## Problem to solve
Only these lines of the data below are wanted: the one with "leggings above? Mark it with a dot.", the one with "flag above? Mark it with a dot.", and any lines between them, each repeated exactly.

## Data for review
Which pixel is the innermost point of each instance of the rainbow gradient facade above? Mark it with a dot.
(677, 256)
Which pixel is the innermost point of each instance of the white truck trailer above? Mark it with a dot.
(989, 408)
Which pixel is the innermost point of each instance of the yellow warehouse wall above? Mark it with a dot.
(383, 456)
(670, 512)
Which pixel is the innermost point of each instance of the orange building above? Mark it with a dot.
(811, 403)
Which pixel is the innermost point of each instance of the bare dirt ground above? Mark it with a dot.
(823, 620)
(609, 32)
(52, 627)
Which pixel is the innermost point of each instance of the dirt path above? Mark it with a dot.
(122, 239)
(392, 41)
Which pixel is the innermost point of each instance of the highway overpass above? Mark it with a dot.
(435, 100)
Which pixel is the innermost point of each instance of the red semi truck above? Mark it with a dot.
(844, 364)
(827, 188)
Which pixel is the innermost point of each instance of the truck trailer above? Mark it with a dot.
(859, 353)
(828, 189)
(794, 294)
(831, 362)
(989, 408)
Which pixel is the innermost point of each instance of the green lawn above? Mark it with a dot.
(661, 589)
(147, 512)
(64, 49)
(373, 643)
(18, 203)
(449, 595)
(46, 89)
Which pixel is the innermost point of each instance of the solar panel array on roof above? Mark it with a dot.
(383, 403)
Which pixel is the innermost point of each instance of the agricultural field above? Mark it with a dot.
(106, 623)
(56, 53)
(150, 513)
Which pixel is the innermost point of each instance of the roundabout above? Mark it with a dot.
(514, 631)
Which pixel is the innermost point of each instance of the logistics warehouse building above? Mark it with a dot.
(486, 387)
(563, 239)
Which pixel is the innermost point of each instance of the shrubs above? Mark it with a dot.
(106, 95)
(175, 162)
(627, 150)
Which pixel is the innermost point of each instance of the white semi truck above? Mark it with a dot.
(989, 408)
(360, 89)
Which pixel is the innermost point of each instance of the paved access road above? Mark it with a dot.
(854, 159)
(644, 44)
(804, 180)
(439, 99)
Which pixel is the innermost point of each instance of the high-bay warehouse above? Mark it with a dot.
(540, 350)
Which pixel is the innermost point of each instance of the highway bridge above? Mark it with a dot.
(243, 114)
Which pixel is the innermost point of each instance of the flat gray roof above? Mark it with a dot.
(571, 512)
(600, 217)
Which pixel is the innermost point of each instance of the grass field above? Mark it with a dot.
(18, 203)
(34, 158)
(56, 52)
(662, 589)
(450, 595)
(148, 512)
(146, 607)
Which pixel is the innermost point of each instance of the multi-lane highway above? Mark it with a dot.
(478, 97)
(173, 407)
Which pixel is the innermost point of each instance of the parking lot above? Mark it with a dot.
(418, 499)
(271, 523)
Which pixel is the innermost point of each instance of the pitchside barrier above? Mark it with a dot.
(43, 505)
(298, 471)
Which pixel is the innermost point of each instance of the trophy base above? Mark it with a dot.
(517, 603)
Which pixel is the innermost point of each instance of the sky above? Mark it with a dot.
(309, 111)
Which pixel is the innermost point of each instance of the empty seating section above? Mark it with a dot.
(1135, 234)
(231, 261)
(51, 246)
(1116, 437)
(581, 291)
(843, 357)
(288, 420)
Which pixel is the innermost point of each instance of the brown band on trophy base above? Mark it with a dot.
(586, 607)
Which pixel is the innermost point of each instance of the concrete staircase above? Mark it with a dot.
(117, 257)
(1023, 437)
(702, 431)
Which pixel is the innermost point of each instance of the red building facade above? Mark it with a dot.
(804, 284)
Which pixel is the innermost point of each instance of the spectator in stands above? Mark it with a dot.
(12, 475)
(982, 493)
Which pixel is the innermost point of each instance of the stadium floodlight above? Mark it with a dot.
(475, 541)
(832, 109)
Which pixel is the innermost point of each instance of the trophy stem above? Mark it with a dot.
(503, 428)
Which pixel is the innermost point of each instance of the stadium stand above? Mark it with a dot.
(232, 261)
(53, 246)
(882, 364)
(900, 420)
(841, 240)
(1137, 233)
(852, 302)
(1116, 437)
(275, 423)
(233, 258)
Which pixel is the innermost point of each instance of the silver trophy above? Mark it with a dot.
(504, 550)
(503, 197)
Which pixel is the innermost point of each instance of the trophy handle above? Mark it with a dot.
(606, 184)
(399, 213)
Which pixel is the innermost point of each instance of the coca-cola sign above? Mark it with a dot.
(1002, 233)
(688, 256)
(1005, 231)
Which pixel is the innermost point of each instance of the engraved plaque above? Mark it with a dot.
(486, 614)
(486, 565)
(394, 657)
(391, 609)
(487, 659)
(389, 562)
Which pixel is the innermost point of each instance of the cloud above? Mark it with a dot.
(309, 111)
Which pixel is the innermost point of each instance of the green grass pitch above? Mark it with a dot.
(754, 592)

--

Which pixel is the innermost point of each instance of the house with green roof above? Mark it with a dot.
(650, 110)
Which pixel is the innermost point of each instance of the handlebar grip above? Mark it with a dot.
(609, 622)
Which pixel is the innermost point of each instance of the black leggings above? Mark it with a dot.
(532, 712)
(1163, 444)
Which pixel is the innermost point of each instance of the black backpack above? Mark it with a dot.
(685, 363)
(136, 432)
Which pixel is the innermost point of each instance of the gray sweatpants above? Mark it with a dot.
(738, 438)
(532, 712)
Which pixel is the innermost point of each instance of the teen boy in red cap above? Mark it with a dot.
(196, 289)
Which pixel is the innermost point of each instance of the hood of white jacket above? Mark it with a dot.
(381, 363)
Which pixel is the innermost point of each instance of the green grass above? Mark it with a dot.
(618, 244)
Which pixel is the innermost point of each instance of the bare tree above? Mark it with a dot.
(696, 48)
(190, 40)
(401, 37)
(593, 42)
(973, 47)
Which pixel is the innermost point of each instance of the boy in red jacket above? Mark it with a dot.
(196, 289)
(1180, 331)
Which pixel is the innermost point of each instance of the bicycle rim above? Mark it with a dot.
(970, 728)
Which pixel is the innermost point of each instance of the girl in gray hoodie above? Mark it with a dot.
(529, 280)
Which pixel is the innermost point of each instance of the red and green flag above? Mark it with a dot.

## Exercise answer
Which pixel is the innermost point of each instance of the black leggings above? Mark it with a dot.
(532, 712)
(1163, 444)
Which pixel is the innermost point of each instance of the black backpack above? Mark it with a dot.
(685, 363)
(136, 432)
Which pixel is the innermost point of each instance of the gray sweatpants above? Mark it with a dot.
(738, 438)
(532, 712)
Which pixel is the innermost point of each instance of the teen boy in red cap above? Mark it with a dot.
(196, 289)
Which pixel is the innermost point of each instance of the hood of white jacket above? Mark it with a dot.
(381, 363)
Which pixel is the innermost point of each instance of the green grass above? Mark it with a dot.
(618, 244)
Which pixel is the innermost point of each instance of the bare tree above? Mark it with a dot.
(696, 48)
(190, 40)
(401, 37)
(593, 42)
(973, 47)
Which pixel is the innermost point of each instance of the boy in red jacket above? Mark it with a dot.
(196, 289)
(1180, 331)
Which pixel is the innermost point of each instance of the bicycle rim above? Mark it with a dot.
(970, 728)
Which pixel is the innermost point of each instance of the girl in gray hoodie above? Mark it with a dot.
(529, 280)
Which pixel is the innermost point of each instance of the red and green flag above? Mark it with a dot.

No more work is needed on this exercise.